From the records below, pull out every line that contains the string "jersey" and copy each one in full.

....

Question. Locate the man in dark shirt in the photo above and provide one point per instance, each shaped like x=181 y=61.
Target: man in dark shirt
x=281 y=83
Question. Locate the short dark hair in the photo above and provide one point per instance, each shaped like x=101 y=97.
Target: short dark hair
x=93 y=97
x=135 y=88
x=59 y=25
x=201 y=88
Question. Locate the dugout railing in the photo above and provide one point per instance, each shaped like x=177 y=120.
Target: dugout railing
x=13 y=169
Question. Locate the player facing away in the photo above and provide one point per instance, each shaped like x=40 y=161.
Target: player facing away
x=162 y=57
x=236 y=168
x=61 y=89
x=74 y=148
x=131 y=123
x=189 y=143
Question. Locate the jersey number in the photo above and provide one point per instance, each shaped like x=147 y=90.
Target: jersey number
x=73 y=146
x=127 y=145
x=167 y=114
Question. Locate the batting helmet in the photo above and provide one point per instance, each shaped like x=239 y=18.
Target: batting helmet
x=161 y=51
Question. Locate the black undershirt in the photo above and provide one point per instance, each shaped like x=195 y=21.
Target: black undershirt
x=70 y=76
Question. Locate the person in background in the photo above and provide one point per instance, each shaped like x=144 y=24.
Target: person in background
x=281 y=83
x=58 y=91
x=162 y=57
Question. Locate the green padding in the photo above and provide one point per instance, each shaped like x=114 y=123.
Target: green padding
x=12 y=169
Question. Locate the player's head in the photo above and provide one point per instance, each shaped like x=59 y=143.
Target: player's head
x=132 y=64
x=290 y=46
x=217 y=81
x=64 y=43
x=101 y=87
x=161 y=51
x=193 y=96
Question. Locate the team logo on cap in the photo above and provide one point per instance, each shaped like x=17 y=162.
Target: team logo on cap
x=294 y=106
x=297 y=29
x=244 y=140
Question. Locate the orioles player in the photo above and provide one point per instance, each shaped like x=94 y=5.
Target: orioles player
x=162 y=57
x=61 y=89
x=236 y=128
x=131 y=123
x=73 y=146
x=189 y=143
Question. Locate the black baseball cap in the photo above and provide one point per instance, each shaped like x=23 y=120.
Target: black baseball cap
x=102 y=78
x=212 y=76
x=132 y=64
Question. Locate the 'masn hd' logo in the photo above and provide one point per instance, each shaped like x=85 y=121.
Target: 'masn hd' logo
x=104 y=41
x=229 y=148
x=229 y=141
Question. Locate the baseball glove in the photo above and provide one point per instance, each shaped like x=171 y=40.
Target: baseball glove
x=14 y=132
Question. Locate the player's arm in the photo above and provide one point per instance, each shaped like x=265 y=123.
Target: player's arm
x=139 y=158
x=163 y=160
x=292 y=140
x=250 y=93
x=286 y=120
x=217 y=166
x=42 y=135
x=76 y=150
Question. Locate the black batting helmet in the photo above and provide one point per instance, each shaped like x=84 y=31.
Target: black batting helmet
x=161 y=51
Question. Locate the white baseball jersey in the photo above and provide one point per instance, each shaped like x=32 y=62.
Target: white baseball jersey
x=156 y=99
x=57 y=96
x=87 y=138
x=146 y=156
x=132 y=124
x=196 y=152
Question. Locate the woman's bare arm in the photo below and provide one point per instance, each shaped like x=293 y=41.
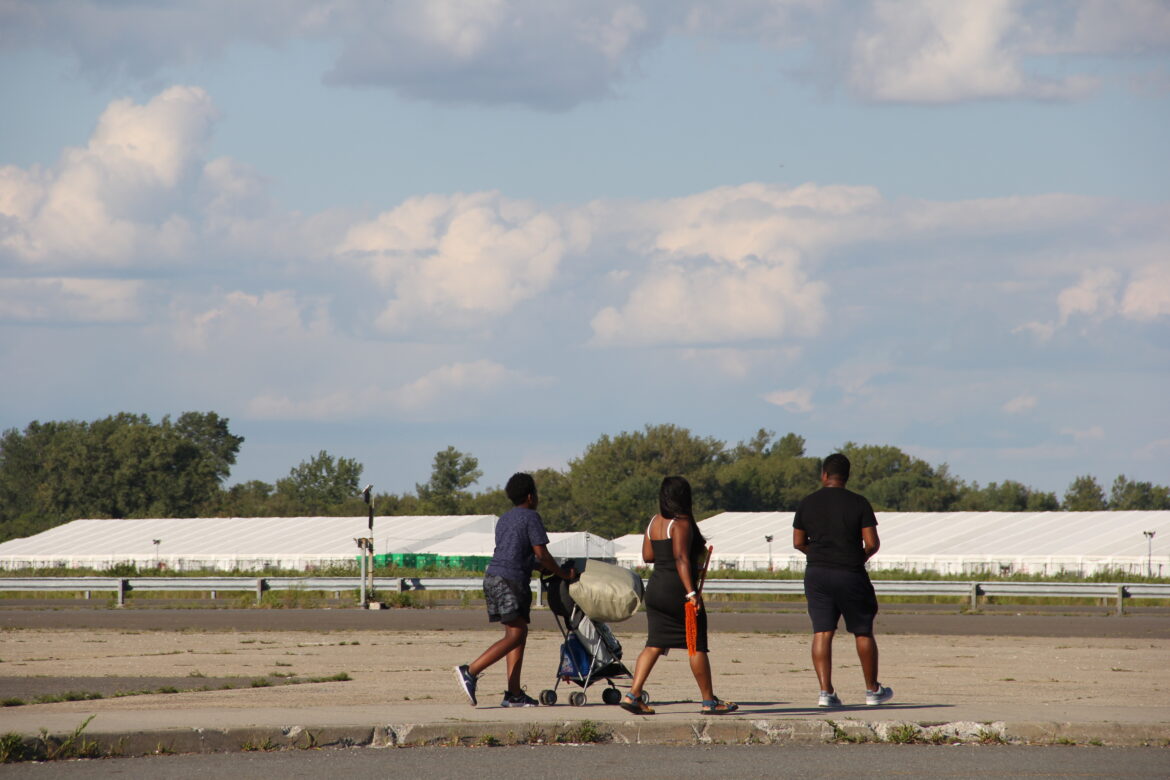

....

RESULT:
Question. Locate the jersey number in the photo above and provide one point per instance, each shaped like x=147 y=90.
Target: jersey number
Question. Locate the white baseball jersey in the photo above and provide one point per instance, each shaped like x=32 y=62.
Target: white baseball jersey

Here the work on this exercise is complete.